— Problem to work on —
Locate every line in the records below that contains the string "neck" and copy each of those lines. Matching is case-sensitive.

Excerpts from a location annotation dataset:
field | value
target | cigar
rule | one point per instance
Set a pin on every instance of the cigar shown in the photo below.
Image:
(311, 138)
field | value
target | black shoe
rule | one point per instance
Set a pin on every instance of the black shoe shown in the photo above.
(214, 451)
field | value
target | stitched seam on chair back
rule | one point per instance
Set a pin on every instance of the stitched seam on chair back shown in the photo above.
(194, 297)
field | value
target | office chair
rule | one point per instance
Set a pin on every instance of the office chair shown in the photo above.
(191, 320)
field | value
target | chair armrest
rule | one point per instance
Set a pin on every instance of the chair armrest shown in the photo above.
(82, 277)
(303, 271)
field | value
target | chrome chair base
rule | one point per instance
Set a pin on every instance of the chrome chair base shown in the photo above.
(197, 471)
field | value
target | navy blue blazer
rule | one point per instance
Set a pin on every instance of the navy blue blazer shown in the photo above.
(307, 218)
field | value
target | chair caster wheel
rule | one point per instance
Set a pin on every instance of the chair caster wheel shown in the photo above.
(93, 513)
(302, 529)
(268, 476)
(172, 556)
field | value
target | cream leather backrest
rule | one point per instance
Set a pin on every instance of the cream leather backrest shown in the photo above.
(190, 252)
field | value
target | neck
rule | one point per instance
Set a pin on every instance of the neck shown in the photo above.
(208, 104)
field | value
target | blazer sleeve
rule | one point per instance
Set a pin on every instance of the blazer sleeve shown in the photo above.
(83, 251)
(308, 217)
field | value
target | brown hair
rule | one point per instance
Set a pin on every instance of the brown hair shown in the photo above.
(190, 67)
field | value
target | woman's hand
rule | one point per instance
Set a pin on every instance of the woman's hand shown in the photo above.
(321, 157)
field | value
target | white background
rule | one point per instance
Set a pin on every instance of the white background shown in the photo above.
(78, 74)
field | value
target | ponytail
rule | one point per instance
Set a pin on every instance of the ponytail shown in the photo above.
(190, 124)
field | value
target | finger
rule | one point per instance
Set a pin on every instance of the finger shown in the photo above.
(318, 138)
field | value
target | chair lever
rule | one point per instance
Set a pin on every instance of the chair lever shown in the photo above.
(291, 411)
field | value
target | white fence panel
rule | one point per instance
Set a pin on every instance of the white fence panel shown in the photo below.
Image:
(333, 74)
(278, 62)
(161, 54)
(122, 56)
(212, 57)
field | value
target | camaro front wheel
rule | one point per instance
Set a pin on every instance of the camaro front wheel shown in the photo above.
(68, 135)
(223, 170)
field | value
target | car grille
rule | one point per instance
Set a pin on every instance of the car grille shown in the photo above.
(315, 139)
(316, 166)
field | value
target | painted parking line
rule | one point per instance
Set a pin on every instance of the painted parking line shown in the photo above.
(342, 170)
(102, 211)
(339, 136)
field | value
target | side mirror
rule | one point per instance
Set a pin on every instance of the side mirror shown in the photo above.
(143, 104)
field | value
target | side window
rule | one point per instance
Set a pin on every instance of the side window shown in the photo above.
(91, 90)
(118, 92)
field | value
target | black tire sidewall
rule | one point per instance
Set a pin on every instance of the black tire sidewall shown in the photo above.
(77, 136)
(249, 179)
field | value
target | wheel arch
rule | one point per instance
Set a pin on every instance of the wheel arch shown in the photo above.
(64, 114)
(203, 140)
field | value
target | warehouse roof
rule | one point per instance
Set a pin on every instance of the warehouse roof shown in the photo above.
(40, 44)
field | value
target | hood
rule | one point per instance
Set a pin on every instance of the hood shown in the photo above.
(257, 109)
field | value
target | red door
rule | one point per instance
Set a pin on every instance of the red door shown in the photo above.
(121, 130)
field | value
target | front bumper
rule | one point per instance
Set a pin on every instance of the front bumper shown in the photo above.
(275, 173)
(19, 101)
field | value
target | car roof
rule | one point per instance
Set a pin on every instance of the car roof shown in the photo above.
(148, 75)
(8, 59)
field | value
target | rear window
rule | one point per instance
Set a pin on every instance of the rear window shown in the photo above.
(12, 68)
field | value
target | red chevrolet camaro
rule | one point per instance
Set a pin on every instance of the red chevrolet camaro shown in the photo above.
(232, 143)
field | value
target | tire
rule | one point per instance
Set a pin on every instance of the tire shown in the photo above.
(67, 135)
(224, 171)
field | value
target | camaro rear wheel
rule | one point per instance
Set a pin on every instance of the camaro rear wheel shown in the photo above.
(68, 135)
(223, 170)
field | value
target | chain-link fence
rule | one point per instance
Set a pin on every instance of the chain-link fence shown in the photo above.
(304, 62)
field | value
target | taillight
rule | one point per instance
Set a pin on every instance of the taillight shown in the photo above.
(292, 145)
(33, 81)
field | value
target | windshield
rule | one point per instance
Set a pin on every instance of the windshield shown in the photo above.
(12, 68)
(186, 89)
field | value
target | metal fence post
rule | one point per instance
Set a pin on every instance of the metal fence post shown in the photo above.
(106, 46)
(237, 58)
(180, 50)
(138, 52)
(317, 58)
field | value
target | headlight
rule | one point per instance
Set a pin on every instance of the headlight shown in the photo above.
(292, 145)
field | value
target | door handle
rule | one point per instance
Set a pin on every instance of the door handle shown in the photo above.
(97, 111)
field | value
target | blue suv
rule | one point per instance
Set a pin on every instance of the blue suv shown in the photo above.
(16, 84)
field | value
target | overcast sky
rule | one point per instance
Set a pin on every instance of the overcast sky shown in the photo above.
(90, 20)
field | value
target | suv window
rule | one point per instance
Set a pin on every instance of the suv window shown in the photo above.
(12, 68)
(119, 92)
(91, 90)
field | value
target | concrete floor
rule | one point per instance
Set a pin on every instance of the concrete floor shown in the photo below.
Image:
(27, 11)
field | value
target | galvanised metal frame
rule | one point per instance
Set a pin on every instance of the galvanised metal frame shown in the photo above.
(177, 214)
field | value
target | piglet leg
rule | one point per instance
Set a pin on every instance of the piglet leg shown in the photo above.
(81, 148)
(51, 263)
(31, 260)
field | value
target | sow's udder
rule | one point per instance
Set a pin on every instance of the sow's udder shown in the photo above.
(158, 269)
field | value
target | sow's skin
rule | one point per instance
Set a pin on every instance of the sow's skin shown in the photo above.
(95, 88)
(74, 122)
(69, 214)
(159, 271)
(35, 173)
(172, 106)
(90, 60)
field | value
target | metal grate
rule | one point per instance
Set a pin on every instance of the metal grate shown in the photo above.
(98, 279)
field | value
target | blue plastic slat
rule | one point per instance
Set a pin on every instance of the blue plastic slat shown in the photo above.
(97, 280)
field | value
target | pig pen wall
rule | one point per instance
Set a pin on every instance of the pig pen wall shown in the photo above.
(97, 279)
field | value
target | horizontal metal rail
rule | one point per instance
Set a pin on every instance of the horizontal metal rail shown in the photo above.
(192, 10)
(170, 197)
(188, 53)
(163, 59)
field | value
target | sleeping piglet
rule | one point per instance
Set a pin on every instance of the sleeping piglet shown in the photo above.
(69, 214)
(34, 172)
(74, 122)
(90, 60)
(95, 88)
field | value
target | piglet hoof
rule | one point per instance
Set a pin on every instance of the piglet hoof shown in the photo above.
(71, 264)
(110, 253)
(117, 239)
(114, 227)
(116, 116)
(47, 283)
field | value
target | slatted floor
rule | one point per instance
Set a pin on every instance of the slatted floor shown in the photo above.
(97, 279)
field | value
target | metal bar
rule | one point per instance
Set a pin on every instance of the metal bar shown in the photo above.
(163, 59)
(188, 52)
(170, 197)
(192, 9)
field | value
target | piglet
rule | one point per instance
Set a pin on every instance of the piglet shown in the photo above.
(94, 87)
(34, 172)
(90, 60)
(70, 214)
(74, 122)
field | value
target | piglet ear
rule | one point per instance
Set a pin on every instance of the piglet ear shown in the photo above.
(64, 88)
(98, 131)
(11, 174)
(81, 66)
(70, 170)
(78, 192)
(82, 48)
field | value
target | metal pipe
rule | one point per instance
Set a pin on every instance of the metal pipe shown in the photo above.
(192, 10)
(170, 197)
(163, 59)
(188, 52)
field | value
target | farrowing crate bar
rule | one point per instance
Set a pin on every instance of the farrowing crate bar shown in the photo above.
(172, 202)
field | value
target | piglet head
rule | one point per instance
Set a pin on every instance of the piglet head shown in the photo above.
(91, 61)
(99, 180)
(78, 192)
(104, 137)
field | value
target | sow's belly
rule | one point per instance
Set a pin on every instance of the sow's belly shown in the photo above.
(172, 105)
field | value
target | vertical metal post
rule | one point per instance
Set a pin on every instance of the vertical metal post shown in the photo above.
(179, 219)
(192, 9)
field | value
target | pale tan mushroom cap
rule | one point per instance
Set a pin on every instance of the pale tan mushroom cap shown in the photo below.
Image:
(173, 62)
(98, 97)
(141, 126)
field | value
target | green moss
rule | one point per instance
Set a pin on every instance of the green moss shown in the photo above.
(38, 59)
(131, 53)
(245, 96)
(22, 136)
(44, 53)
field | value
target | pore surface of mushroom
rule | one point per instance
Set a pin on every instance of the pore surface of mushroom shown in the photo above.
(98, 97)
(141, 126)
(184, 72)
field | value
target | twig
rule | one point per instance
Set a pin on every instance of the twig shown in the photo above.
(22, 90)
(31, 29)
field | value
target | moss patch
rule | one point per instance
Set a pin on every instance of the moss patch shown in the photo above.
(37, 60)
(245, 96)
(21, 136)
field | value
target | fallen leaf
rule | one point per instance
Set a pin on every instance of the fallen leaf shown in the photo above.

— The output —
target | neck
Set a pin on every instance of the neck shown in the photo above.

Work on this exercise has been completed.